# PROBLEM STATEMENT
Locate every line in the items below that contains the word "pointer", and copy each of those lines.

# Position annotation records

════════════════════

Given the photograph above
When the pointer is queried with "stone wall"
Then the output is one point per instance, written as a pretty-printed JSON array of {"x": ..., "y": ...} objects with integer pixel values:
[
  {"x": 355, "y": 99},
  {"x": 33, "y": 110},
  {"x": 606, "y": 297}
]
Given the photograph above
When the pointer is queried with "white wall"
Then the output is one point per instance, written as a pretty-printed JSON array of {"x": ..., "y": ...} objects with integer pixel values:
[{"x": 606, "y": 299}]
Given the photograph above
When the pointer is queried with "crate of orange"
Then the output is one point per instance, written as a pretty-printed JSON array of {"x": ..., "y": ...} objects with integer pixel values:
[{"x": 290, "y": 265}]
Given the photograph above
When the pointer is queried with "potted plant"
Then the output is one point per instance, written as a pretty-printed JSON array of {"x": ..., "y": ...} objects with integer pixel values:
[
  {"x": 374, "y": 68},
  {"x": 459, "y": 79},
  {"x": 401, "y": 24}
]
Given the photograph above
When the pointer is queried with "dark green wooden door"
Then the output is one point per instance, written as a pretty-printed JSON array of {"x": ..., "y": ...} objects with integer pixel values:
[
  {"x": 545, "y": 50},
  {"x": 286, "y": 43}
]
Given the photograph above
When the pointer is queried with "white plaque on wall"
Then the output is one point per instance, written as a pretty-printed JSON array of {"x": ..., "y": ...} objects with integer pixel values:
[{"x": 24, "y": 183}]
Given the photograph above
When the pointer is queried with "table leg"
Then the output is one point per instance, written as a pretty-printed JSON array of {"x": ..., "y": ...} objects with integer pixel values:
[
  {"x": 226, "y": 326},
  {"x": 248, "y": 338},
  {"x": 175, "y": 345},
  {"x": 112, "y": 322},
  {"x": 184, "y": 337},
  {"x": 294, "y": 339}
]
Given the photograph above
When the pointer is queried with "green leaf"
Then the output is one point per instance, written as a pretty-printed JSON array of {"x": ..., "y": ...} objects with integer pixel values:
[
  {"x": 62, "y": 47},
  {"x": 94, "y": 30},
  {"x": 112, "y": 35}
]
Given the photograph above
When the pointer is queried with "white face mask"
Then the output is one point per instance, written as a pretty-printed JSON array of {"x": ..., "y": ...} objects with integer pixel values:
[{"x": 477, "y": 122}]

════════════════════

# WRITTEN ANSWER
When the pointer is queried with "stone wall"
When the pointer is queried with "white wall"
When the pointer is queried with "crate of orange"
When the pointer is queried with "potted plant"
When the pointer is queried with "dark green wooden door"
When the pointer is queried with "white plaque on wall"
When the pointer is queried with "table leg"
When the pointer is queried with "green leaf"
When the pointer is queried with "white face mask"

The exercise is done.